--- MATERIAL FOR THE TASK Enclosed Below ---

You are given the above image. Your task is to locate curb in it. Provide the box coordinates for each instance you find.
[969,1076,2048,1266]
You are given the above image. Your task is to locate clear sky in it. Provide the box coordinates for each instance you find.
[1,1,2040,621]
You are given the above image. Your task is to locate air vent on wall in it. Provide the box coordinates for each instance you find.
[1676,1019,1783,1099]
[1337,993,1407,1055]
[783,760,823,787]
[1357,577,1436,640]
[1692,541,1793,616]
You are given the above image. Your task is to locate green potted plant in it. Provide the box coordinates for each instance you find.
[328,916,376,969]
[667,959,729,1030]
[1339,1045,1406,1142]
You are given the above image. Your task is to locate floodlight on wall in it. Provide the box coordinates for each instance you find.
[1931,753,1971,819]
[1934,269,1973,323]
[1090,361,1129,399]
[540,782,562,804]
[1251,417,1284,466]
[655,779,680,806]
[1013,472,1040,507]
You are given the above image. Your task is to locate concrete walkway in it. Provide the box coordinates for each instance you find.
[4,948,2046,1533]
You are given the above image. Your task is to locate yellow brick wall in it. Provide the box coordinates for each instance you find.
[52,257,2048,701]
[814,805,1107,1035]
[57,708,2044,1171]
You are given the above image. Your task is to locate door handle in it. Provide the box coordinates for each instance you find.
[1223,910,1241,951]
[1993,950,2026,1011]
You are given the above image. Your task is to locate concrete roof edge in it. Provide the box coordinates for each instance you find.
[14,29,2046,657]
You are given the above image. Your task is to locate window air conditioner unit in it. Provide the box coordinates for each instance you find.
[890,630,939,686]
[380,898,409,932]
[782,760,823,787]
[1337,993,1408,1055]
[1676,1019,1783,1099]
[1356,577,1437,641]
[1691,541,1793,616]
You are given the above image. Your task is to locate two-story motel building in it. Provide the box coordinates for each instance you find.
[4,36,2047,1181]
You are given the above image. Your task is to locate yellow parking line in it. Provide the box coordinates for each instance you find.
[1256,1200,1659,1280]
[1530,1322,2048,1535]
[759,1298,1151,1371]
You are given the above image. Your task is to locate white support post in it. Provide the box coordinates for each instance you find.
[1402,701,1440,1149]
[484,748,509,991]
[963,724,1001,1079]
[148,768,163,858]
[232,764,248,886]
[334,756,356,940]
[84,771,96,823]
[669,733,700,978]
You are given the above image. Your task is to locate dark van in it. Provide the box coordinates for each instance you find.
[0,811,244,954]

--- End of Enclosed MATERIAL FOR THE TASK ---

-- TASK DIRECTIONS --
What do the lines from the one with "to locate two-story" through the last line of the entries say? Print them word for word, both ends included, and nothing else.

-- WRITTEN ANSWER --
You are given the above image. Your task is to locate two-story motel building in it. Provide the box coordinates for each instance you find.
[4,36,2047,1181]
You are given the above image. Your task is to locate yellow parking line in it. Provide the box coordinates for each instance you find.
[1256,1200,1659,1280]
[1530,1322,2048,1535]
[759,1298,1151,1371]
You are given the above image. Your task is to locate white support post in it. Provide the box coordinates for each instance you find.
[1402,701,1440,1149]
[484,748,509,991]
[963,724,1001,1079]
[148,768,163,858]
[232,764,248,886]
[334,756,356,940]
[84,771,96,823]
[669,733,700,978]
You are given the above image. Your task is to locate dark van in it. Provide the box coordinates for each instance you find.
[0,811,244,954]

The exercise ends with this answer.